#### DIRECTIONS:
Copy the Bitcoin energy passage from "A cryptocurrency is" up to and including "amounts of electricity.", switching "blockchain" to "distributed ledger" wherever it appears.

** Begin PASSAGE SHOWN **

Bitcoin’s energy and carbon footprint

A cryptocurrency is a digital or virtual currency. As the name implies, it uses cryptography to improve the security of communications, at least in principle. Many cryptocurrencies are based on blockchain technology, a system that enables transactions to be gathered into blocks, recorded in a ledger, and then shared in decentralized networks. Bitcoin and Ethereum are two popular cryptocurrencies.

At the heart of cryptocurrencies like Bitcoin is crypto mining, the process that verifies and adds new transactions to the blockchain. Powerful computers–and lots of them–are required to perform up to trillions of calculations per second. Bitcoin mines–the physical locations of these computer clusters–require prodigious amounts of electricity.

The New York Times and Watt Time, a tech company focused on clean energy, recently assessed the electricity use and carbon dioxide emissions from 34 Bitcoin mines in 14 states in the United States.1 Their analysis showed that the Bitcoin mines exhibit enormous energy and carbon footprints. For example, the NYT/Watt Time analysis found that the Riot Platforms’ mine in Rockdale, Texas, uses about the same amount of electricity as the nearest 300,000 homes, making it the most electricity-intensive Bitcoin mining operation in the country. Many bitcoin mines are plugged into electric grids that are heavily reliant on fossil fuels, meaning that the mines cause significant emissions of carbon dioxide, the most important greenhouse gas driving climate change. Other analyses document how crypto mining has placed upward pressure on electricity prices, and increased local air, water, and noise pollution.2

The Cambridge Centre for Alternative Finance estimated that in April 2023 the world’s Bitcoin mines required about 14.4 gigawatts (GW) of electric generation capacity.3 To put that number in perspective, the entire wind industry in the United States had an installed capacity of about 144 GW in 2022. Bitcoin consumes electricity at an average annual rate of about 127 TWh per year, which is roughly equivalent to total electricity use in the Netherlands.

** End PASSAGE SHOWN **
** Begin INFORMATION GIVEN **

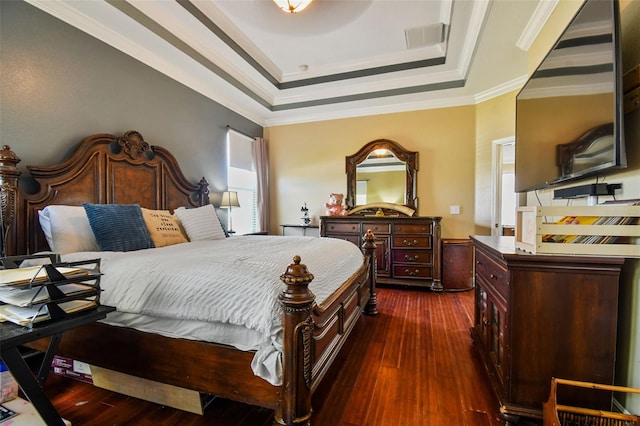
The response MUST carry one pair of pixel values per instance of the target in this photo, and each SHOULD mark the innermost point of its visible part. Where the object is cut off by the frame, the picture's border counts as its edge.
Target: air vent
(427, 35)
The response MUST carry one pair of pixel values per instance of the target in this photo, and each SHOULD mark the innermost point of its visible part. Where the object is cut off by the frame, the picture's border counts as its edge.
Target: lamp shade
(229, 199)
(292, 6)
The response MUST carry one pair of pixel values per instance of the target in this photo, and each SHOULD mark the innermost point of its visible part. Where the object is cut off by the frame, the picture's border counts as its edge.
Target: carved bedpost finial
(369, 249)
(297, 301)
(9, 174)
(133, 144)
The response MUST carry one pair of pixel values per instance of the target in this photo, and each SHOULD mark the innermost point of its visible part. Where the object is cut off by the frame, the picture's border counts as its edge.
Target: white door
(503, 215)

** End INFORMATION GIVEN **

#### ANSWER:
A cryptocurrency is a digital or virtual currency. As the name implies, it uses cryptography to improve the security of communications, at least in principle. Many cryptocurrencies are based on distributed ledger technology, a system that enables transactions to be gathered into blocks, recorded in a ledger, and then shared in decentralized networks. Bitcoin and Ethereum are two popular cryptocurrencies.

At the heart of cryptocurrencies like Bitcoin is crypto mining, the process that verifies and adds new transactions to the distributed ledger. Powerful computers–and lots of them–are required to perform up to trillions of calculations per second. Bitcoin mines–the physical locations of these computer clusters–require prodigious amounts of electricity.